## Excerpted text
Here I Stand
On Sunday night, Kirk and I lay down to sleep through the merciful release of prayer. We had come to that moment through a lot of internal striving in the previous week about Big Things, mostly circling around career and calling. Many good options lay in front of us, but which are the best ones? Which have we been holding onto because of our own designs and desires, rather than the design and desire of God? And within His plans, how do we keep ourselves from clutching too hard, from running too quickly in the wrong direction once He shares His intention with us? What, truly, does it mean to live in Him, through Him, and for Him?
Last week I wrote about fleeing Christ, and I opened that post with a stanza from a hymn we sang in corporate worship. I had come to that church service exhausted and discouraged. The discouraged part came from having received the first four responses to my survey for SC (which is shorthand-speak for the name of my business), and these four responses provided somewhat unfavorable data on the whole. This naturally led me into a downward spiral of questioning myself and what I am doing and whether it's something other people want or even need. (Though Kirk was good to remind me that four responses do not quite make up a representative sample of the whole.)

## To be done
Can you reproduce the reflection on prayer and calling from "Last week I" up to and including "of the whole.)"? The material below is separate from the reflection on prayer and calling above.

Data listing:
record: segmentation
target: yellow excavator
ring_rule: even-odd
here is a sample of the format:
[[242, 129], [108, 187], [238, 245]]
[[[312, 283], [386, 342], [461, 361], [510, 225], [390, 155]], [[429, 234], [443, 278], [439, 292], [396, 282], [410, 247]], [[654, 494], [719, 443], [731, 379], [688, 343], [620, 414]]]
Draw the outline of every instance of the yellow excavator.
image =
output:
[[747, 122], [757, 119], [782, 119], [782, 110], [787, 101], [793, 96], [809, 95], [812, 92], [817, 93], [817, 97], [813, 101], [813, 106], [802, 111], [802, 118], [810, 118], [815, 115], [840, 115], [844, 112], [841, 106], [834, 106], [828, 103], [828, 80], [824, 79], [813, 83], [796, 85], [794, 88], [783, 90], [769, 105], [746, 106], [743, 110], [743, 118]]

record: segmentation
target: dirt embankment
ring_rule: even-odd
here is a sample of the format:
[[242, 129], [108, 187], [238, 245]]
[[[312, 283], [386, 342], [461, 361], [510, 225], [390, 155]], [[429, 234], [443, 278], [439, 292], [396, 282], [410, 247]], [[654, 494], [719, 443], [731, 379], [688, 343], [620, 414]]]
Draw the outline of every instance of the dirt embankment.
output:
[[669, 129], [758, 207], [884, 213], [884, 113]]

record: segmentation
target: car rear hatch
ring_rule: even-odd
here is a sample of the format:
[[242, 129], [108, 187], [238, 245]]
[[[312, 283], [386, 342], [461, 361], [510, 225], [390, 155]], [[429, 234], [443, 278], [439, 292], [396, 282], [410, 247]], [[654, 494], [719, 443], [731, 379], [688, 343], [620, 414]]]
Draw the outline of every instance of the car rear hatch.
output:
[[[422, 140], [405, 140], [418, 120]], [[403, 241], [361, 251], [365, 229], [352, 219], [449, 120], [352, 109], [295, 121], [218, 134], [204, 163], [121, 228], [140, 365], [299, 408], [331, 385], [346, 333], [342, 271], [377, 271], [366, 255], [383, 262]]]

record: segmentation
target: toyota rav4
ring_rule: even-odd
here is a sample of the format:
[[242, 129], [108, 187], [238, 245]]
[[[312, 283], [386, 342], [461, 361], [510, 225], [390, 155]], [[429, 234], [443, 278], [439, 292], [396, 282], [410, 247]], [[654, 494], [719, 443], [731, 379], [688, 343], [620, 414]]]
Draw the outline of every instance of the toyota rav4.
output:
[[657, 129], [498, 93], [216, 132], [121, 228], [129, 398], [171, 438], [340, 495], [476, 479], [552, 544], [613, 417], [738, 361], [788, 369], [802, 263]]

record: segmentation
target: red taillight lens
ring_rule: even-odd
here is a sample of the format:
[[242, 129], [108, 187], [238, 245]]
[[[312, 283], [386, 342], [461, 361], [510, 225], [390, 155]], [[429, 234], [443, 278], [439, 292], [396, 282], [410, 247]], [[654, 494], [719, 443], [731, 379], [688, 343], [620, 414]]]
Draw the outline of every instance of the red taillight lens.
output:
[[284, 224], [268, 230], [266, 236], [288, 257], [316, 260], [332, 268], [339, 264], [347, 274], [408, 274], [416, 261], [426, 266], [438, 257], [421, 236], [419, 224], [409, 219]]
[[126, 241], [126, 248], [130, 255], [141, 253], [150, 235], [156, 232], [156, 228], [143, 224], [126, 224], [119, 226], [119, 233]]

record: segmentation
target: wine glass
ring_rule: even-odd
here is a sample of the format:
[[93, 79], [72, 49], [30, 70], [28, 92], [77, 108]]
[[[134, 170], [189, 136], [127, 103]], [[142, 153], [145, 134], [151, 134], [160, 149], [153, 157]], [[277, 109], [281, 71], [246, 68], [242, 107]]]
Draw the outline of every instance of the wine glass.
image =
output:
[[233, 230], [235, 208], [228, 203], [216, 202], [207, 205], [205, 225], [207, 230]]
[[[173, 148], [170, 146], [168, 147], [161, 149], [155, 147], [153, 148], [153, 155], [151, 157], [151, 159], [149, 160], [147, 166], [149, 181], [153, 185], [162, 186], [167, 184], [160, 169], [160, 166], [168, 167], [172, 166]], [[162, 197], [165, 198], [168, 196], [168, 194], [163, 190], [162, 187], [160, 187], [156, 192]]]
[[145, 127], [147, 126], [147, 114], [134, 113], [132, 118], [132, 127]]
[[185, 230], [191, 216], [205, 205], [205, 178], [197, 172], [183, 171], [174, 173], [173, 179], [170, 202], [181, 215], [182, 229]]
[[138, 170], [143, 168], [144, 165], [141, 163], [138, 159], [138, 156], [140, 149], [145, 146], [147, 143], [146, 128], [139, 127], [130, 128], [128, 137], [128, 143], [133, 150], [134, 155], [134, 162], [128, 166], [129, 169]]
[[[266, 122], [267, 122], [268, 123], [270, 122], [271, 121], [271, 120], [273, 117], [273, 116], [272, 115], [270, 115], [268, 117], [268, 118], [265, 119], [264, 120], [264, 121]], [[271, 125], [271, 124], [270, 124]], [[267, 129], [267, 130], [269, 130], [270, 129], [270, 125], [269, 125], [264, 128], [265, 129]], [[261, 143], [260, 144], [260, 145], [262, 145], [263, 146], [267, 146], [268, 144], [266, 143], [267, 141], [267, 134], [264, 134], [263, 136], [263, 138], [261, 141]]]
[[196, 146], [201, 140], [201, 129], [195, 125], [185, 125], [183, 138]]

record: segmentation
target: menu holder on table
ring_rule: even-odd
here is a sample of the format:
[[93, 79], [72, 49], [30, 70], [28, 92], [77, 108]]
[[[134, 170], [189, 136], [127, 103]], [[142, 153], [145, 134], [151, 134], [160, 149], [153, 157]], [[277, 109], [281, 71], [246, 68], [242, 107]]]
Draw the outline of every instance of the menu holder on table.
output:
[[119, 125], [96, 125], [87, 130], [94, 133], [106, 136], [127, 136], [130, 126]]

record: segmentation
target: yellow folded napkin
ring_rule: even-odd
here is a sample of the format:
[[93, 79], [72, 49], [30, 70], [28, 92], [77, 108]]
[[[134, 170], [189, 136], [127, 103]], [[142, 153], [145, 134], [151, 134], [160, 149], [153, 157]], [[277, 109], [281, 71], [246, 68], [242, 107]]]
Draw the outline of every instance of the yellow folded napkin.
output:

## Exercise response
Last week I wrote about fleeing Christ, and I opened that post with a stanza from a hymn we sang in corporate worship. I had come to that church service exhausted and discouraged. The discouraged part came from having received the first four responses to my survey for SC (which is shorthand-speak for the name of my business), and these four responses provided somewhat unfavorable data on the whole. This naturally led me into a downward spiral of questioning myself and what I am doing and whether it's something other people want or even need. (Though Kirk was good to remind me that four responses do not quite make up a representative sample of the whole.)